**EXERCISE DETAILS:**
Pick out each line in the listing below that contains the word "white", with case counting, and copy those lines.

— Start SOURCE MATERIAL —

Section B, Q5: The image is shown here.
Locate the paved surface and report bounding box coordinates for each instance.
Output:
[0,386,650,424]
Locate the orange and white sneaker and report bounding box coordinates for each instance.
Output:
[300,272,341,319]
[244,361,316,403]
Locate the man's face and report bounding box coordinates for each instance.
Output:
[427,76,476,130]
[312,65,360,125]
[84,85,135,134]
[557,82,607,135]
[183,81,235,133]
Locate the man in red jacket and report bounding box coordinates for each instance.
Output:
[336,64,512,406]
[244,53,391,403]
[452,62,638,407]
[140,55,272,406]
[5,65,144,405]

— End SOURCE MATERIAL —
— Start SOURCE MATERIAL —

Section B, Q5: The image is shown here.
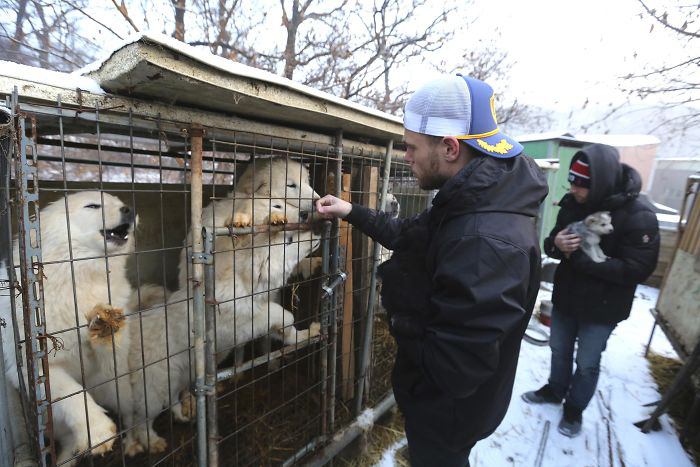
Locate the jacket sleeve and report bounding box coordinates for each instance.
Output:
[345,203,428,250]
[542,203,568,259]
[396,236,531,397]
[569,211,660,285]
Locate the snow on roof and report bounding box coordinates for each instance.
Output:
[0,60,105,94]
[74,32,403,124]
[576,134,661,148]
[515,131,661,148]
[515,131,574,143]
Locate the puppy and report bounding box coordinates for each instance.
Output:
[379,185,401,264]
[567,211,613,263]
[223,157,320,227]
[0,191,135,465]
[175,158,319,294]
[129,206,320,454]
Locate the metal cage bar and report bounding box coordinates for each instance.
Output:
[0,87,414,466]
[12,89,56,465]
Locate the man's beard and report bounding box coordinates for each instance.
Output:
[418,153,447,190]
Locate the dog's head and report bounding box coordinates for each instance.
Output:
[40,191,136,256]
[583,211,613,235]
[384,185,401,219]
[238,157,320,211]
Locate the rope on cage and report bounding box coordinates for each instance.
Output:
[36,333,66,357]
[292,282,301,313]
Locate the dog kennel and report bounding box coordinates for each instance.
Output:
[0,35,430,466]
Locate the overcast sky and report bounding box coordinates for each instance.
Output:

— End SOURCE MATERIAL —
— Start SOURCE MATERIAL —

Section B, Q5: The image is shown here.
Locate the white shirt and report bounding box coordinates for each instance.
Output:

— End SOURCE MATERIAL —

**FULL ANSWER:**
Locate the orange and white sneaker and report bounding box coordinates for each instance.
Locate the white shirt and report bounding box coordinates for each instance.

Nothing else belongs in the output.